* What is being asked
Update the listing lines starting with the one that contains "Where can the window sill" and going on through the one that contains "<point>501,282</point>" by changing "window sill" to "window ledge". Give back only those lines, with everything else left as it is.

* Given data
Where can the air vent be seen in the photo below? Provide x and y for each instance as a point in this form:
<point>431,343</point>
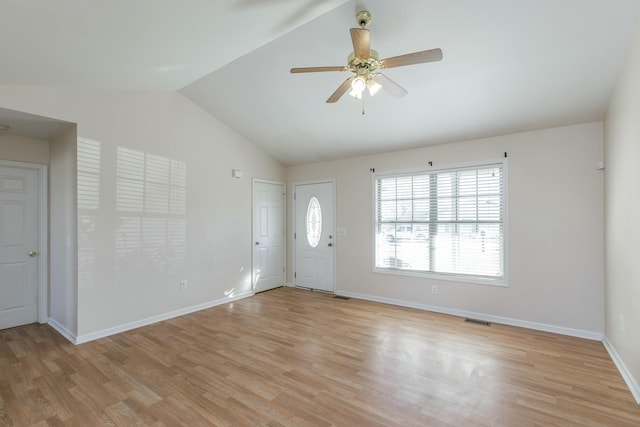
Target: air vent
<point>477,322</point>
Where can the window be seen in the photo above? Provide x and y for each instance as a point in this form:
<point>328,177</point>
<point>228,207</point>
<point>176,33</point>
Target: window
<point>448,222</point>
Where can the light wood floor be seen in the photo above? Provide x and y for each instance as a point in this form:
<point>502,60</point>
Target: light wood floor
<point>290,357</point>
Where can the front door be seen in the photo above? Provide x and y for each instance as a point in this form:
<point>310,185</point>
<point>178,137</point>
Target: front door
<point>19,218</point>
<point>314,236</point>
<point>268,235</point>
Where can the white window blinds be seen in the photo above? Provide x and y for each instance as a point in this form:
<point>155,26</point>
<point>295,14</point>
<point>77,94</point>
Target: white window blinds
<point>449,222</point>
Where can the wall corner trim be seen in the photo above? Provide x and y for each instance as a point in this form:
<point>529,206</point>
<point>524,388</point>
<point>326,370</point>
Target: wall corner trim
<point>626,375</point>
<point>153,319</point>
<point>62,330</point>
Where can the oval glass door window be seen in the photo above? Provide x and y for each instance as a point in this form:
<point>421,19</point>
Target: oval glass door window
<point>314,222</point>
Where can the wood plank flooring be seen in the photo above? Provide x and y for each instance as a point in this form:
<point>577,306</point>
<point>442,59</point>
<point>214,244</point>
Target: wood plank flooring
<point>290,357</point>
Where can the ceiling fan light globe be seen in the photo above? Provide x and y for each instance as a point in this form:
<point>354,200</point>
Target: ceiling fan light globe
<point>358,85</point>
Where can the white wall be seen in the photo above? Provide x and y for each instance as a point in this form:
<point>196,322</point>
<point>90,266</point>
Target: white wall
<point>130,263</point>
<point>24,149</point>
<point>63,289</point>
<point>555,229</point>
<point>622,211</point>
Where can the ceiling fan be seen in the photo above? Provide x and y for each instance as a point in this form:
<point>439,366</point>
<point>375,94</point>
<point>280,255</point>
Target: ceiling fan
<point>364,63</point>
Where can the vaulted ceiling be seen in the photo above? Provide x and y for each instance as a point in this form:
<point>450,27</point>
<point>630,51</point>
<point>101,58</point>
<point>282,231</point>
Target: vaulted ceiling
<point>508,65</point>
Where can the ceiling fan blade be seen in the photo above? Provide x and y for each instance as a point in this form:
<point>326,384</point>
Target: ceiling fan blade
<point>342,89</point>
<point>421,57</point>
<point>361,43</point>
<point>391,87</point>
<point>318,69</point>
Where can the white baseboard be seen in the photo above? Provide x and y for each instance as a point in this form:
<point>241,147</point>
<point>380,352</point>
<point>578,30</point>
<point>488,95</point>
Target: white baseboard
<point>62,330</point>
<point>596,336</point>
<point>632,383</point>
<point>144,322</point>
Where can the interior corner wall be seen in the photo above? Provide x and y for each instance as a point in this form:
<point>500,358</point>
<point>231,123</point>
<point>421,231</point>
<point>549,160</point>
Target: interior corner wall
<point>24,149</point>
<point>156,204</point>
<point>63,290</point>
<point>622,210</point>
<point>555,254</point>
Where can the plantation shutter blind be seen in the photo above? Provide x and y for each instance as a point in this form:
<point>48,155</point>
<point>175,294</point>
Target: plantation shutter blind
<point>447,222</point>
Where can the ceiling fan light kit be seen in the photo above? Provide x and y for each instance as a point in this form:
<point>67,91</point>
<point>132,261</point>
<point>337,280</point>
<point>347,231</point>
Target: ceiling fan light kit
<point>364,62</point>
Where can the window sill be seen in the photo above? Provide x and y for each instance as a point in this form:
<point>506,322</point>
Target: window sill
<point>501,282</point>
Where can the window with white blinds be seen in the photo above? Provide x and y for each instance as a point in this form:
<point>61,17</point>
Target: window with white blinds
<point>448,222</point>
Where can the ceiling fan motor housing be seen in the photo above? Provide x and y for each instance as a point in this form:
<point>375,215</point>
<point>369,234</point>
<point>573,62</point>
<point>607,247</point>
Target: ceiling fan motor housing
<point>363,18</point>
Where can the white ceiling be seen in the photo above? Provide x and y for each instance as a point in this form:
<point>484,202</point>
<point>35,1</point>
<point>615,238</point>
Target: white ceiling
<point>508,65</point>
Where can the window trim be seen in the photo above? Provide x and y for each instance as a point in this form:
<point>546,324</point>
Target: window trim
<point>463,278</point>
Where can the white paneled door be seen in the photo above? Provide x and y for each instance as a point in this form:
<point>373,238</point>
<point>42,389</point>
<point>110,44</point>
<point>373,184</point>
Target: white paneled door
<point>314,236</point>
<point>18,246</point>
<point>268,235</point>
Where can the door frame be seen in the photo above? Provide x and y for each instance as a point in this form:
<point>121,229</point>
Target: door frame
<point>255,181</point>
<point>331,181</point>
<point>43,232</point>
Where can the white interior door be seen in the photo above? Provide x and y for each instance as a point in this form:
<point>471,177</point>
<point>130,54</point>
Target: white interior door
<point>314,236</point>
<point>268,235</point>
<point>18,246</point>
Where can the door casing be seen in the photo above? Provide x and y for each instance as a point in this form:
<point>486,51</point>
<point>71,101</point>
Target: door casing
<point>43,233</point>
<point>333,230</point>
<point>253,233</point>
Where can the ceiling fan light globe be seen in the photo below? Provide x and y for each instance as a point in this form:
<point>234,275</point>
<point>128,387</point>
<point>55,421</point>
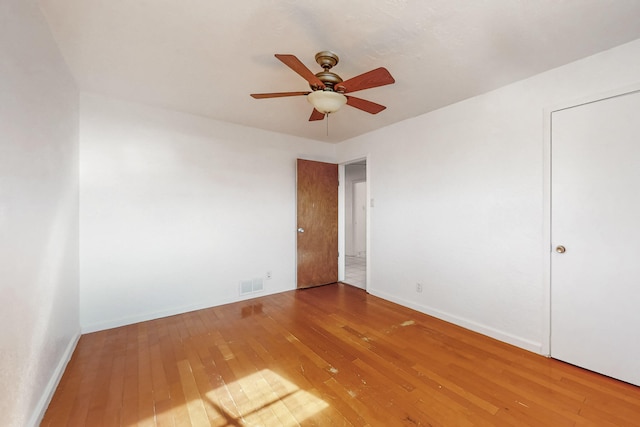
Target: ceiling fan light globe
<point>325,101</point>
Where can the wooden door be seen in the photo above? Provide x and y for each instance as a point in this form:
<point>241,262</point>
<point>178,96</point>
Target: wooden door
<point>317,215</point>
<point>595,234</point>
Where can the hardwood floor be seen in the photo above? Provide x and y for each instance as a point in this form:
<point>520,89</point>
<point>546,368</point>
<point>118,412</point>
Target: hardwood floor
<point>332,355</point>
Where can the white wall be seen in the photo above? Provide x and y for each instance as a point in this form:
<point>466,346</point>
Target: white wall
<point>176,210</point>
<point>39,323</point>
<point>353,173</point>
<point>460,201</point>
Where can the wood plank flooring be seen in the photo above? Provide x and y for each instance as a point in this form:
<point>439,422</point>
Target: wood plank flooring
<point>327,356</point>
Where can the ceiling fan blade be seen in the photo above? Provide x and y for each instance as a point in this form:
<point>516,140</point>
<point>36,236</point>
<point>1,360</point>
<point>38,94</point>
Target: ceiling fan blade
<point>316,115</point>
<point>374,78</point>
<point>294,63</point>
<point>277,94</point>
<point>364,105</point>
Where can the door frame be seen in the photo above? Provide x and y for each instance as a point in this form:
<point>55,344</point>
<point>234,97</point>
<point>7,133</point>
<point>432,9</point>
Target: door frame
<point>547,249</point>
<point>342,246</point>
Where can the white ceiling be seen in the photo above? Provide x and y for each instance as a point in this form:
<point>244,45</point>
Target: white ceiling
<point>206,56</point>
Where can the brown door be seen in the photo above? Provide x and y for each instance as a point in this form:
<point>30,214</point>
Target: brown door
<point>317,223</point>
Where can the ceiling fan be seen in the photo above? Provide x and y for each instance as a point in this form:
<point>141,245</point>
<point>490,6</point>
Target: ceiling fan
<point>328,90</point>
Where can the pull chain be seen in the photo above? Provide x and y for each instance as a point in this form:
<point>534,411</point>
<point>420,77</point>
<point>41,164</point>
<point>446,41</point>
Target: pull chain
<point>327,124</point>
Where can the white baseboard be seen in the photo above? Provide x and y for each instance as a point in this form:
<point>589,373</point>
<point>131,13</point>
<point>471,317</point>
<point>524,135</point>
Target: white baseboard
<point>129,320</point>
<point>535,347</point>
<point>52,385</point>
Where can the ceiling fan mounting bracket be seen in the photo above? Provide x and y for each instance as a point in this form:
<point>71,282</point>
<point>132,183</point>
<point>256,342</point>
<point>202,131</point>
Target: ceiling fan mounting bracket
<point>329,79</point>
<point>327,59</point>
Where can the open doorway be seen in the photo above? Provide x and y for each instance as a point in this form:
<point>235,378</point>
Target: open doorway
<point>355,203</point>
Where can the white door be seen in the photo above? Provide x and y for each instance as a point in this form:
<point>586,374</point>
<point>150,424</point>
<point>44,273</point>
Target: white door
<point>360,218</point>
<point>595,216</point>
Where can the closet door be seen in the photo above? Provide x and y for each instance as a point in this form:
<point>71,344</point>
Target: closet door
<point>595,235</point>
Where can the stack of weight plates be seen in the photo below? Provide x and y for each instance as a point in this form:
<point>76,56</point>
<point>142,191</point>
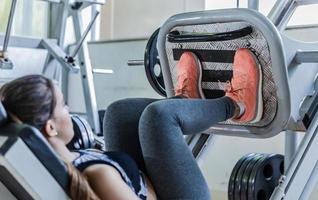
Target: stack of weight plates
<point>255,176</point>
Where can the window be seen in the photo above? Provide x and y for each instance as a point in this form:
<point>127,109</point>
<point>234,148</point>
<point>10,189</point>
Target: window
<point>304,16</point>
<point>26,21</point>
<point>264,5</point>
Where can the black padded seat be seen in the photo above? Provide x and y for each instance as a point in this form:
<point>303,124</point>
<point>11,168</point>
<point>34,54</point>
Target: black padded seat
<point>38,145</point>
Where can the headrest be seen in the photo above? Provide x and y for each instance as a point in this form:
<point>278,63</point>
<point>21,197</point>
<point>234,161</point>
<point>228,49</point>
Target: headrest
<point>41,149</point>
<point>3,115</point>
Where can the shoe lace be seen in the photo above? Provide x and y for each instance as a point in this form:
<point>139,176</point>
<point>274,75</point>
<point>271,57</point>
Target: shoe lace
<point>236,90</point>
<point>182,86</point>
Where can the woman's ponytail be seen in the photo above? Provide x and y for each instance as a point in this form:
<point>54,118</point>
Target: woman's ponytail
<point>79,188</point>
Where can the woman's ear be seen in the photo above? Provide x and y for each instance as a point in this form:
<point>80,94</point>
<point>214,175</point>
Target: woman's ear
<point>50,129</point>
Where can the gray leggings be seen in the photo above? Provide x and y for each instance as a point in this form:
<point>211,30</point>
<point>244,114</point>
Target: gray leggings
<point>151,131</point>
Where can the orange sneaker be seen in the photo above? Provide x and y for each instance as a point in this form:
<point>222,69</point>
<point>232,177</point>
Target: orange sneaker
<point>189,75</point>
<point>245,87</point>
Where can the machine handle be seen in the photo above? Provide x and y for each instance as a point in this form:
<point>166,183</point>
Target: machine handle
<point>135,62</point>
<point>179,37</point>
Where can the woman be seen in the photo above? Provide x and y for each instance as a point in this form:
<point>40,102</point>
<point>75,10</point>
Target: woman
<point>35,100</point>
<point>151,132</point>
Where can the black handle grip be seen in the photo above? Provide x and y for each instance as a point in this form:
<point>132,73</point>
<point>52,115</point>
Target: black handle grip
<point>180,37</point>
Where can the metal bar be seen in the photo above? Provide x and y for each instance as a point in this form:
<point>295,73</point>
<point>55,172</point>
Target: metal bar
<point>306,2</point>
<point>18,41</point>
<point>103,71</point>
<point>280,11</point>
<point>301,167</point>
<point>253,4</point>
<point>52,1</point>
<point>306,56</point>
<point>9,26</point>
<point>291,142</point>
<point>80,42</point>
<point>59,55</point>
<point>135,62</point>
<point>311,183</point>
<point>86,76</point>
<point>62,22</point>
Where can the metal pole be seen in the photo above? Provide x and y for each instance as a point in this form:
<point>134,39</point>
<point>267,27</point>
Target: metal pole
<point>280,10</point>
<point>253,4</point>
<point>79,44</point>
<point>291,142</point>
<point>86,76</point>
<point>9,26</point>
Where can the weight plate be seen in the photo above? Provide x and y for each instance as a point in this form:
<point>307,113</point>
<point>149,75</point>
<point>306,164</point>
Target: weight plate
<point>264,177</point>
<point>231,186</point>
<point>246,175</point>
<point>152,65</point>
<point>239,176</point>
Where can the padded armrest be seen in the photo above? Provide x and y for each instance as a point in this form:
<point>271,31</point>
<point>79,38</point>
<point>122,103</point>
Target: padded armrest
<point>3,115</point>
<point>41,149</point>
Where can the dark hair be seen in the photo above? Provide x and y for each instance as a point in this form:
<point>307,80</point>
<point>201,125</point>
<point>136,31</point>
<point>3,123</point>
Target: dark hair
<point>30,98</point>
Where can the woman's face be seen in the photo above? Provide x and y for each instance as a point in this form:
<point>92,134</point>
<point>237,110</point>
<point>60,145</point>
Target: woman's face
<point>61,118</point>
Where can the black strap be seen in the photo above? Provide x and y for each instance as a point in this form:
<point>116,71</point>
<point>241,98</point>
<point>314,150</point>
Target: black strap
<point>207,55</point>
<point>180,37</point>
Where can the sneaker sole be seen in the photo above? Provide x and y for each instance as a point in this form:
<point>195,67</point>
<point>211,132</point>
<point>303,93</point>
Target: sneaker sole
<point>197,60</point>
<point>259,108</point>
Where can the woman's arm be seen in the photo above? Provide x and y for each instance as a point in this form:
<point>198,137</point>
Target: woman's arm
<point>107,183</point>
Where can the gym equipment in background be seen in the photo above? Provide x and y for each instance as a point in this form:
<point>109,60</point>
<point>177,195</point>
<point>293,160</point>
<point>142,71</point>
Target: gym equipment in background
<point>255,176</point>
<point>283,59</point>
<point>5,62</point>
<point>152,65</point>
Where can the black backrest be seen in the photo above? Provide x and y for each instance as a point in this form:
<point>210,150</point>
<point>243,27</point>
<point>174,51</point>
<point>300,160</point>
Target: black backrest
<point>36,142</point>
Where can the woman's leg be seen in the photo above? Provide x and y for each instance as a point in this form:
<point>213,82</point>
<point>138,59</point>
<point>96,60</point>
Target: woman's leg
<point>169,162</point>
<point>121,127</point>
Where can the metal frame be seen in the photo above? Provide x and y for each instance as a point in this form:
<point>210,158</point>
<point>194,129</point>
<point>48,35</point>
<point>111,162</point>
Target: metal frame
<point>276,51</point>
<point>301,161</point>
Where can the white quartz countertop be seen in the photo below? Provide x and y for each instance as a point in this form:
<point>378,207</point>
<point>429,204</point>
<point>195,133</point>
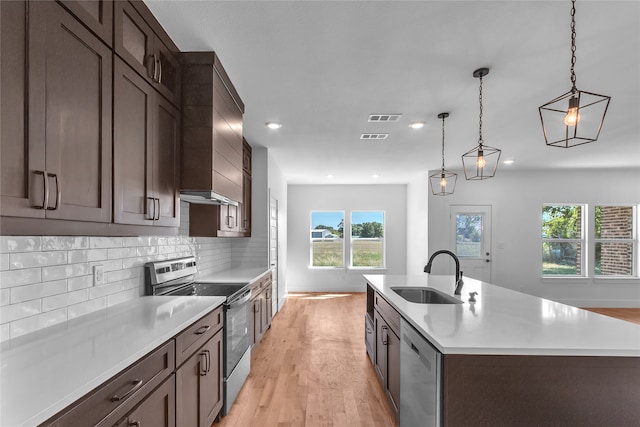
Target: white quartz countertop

* Completed exercise
Where can the window ledge be seen in the photo above? Provide x and y for each instance as a point in this form:
<point>506,322</point>
Target: window ledge
<point>501,282</point>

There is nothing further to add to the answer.